Reproduce the following lines verbatim, covering every one of the records.

-- Extracted entries start --

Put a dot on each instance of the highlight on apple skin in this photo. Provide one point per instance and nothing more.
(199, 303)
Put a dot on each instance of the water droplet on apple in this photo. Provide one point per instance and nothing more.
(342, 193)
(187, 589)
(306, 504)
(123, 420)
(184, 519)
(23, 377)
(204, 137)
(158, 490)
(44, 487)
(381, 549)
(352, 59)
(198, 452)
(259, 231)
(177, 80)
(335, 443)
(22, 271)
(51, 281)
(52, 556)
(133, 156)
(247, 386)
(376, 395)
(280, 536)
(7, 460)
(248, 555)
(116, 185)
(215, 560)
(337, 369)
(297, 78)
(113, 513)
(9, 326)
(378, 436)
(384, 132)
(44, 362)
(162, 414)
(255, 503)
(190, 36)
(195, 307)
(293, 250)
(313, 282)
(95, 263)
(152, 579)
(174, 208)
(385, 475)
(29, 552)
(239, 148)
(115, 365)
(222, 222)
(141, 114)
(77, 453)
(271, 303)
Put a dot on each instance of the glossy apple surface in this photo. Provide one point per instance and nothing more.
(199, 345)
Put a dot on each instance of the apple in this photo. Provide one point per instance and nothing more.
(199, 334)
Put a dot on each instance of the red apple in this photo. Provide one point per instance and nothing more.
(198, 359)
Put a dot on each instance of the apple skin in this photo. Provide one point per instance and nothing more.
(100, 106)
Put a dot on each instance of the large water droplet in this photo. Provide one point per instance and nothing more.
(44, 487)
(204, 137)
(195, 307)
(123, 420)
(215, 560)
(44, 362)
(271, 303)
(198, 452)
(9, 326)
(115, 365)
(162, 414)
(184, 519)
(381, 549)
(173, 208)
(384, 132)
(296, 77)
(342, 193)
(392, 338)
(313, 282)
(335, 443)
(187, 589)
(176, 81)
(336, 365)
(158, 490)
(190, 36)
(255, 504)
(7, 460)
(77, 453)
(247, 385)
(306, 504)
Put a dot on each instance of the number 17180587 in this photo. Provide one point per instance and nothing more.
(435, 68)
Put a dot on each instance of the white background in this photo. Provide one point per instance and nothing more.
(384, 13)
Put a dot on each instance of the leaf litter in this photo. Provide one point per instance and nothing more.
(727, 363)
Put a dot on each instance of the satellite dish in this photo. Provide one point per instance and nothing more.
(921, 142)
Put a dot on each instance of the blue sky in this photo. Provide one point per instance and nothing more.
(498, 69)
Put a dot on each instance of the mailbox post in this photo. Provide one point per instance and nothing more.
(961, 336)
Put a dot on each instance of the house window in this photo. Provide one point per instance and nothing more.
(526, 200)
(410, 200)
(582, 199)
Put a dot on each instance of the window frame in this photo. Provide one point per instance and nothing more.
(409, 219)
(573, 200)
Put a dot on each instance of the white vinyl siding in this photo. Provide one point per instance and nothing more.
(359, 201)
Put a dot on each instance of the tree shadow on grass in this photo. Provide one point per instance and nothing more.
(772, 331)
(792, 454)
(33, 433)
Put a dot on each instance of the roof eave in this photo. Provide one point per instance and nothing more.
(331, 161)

-- Extracted entries end --

▶ [Exercise result]:
Put a dot on each instance of the highlight on apple skin in this photo. Provide one point per instance and nothing more.
(199, 303)
Put a dot on each instance of the water droplet on apple in this photo. Provide one point per instance and nothing more.
(342, 193)
(187, 589)
(306, 504)
(123, 420)
(184, 519)
(23, 377)
(204, 137)
(158, 490)
(44, 487)
(381, 549)
(352, 59)
(198, 452)
(259, 231)
(177, 80)
(335, 443)
(22, 271)
(51, 281)
(52, 556)
(133, 156)
(247, 386)
(376, 395)
(280, 536)
(7, 460)
(248, 555)
(116, 185)
(215, 560)
(337, 369)
(297, 78)
(113, 513)
(9, 326)
(378, 436)
(384, 132)
(44, 362)
(162, 414)
(255, 503)
(190, 36)
(195, 307)
(293, 250)
(313, 282)
(95, 263)
(152, 579)
(174, 208)
(385, 475)
(29, 552)
(239, 148)
(115, 365)
(222, 222)
(141, 114)
(77, 453)
(271, 303)
Put a dot on each instance of the glossy apple surface in this photo. Provide one point per instance and nothing more.
(199, 345)
Put a dot on each instance of the apple in this photo. Provide one point per instance and nothing more.
(199, 334)
Put a dot on each instance of the red apple in this photo. Provide one point per instance and nothing more.
(198, 359)
Put a dot on each instance of the apple skin in this photo. Provide one point per instance and nothing more.
(100, 106)
Put a dot on each instance of the large water droplet in this photo. Provide one point per instance and nothing more.
(44, 487)
(204, 137)
(195, 307)
(123, 420)
(215, 560)
(44, 362)
(271, 303)
(198, 452)
(9, 326)
(115, 365)
(162, 414)
(184, 519)
(381, 549)
(173, 208)
(384, 132)
(296, 77)
(342, 193)
(392, 338)
(313, 282)
(335, 443)
(187, 589)
(176, 81)
(336, 365)
(158, 490)
(190, 36)
(255, 504)
(7, 460)
(77, 453)
(247, 385)
(306, 504)
Put a dot on each instance of the number 17180587 in this photo. Provide one point per instance and nothing more.
(435, 68)
Put a dot on each instance of the white background in this photo. Provide one point per instance and nothing more.
(384, 13)
Put a dot on each instance of the leaf litter in this photo. Provide one point per instance and nothing more.
(727, 363)
Put a dot on each instance of the satellite dish in this photo. Provide one point per instance and nothing more.
(921, 142)
Put a dot on each instance of the blue sky in this photo. Provide one point per instance and nothing more.
(498, 69)
Put a dot on each instance of the mailbox post in this photo. Provide one point per instance and nothing more.
(961, 336)
Put a dot on each instance of the house window in this photo. Provide one point per instance and nothing more.
(526, 200)
(410, 200)
(582, 199)
Put a dot on each instance of the window frame in this photo. Provide one point per instance and nothing more.
(409, 219)
(573, 200)
Put a dot on each instance of the white vinyl siding in this photo. Provide one point per instance and nothing more.
(359, 201)
Put a dot on each instance of the tree shadow on grass in this photo. Provide one point per instance and nothing more.
(772, 331)
(792, 454)
(33, 433)
Put a dot on each instance of the roof eave in this photo. Provide one point per instance and nothing more.
(331, 161)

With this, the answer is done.